» Consigne 1
Reproduisez, s'il vous plaît, le passage de la page sur les Lettres de mon moulin qui va de « La légende, quant » jusqu'à « était lancée ! ».
» Consigne 2
D'après la page sur les Lettres de mon moulin, dans quelle ville Alphonse Daudet est-il mort ?

» Page
::::::
Lettres de mon moulin

Alphonse Daudet n’a que 23 ans lorsqu’il commence à avoir l’idée des « Lettres de mon moulin », à Fontvieille, le village où est situé le fameux moulin.

Bien qu’ayant séjourné plusieurs fois dans la région, l’écrivain n’était pas pour autant un troubadour provençal. Quand il venait profiter de l’ombre du moulin, au château de Montauban tout proche, c’était surtout pour venir se reposer après avoir été malade. Depuis sa naissance, Alphonse Daudet souffrait effectivement régulièrement de maux divers ; maux qui finiront par l’emporter en 1897, à l’âge de 57 ans. Le moulin, lui, n’était qu’un catalyseur d’inspiration qui lui permit de rédiger ses Lettres.

La légende, quant à elle, s’est installée : aujourd’hui, quand les touristes viennent à Fontvieille, c’est pour visiter « Le Moulin de Daudet ». On raconte qu’il aurait acheté le Moulin, qu’il y aurait vécu et même qu’il y serait mort. En réalité, ce moulin ne lui appartenait pas, il ne l’a jamais habité et il est mort à Paris. Ce moulin a pourtant fait naître une irrépressible envie d’écrire à Alphonse Daudet sans que cette minoterie ne soit à lui ; l’emploi du possessif dans le titre des « Lettres de mon moulin » a sans doute contribué à ce que la plupart des gens soient persuadés qu’il était à lui… la légende était lancée !

Marquis de Sade - Lettres de mon moulin

« Son »  moulin existe donc bel et bien, situé au cœur de la Provence, perché sur sa colline, à quelques kilomètres du château d’un certain Louis-Elzéar de Sade. Ancien page de la Grande Ecurie du Roi, puis mousquetaire de la Seconde Compagnie de sa Majesté, et enfin enseigne des Gardes Françaises. Obligé de quitter le service après une malheureuse blessure, Louis-Elzéar décide de venir bénéficier, avec sa femme, du calme de sa demeure provençale ; charmante bâtisse qu’il habitera jusqu’à sa mort en 1756.
::::::
» Items fournis

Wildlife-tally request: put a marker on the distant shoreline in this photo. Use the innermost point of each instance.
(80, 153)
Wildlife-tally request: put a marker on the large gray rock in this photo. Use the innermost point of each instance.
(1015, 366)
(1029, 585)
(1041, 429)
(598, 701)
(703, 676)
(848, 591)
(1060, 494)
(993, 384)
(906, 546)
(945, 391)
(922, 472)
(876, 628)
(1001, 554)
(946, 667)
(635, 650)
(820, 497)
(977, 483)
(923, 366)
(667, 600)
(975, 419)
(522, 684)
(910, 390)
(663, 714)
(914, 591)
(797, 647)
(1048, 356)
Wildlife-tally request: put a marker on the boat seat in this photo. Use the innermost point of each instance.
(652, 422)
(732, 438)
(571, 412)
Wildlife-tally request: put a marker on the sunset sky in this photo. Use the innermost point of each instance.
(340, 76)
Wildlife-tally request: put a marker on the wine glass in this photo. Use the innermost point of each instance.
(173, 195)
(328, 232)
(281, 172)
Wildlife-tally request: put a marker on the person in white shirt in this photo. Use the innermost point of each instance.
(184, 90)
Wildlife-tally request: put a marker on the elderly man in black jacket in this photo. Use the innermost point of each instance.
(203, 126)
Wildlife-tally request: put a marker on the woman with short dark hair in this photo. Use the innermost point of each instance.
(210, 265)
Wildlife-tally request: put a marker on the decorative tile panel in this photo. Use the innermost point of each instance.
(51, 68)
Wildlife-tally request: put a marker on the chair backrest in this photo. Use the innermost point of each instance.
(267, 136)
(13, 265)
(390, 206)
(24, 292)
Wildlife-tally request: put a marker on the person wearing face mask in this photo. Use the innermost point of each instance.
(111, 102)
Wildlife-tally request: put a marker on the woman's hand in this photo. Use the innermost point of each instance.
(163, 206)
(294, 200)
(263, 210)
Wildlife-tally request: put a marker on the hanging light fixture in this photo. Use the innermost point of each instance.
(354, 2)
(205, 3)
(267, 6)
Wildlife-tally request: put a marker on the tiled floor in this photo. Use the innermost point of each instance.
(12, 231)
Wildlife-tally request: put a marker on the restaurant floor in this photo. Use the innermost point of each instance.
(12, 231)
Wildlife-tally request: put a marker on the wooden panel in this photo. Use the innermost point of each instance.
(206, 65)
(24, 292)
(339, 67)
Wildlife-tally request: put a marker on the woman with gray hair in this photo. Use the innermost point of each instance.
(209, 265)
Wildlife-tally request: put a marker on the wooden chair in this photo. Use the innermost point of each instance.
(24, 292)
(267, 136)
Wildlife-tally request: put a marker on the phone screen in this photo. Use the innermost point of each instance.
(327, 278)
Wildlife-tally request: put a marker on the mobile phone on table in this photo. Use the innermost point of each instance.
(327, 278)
::::::
» Corrigé 1
La légende, quant à elle, s’est installée : aujourd’hui, quand les touristes viennent à Fontvieille, c’est pour visiter « Le Moulin de Daudet ». On raconte qu’il aurait acheté le Moulin, qu’il y aurait vécu et même qu’il y serait mort. En réalité, ce moulin ne lui appartenait pas, il ne l’a jamais habité et il est mort à Paris. Ce moulin a pourtant fait naître une irrépressible envie d’écrire à Alphonse Daudet sans que cette minoterie ne soit à lui ; l’emploi du possessif dans le titre des « Lettres de mon moulin » a sans doute contribué à ce que la plupart des gens soient persuadés qu’il était à lui… la légende était lancée !

» Corrigé 2
À Paris.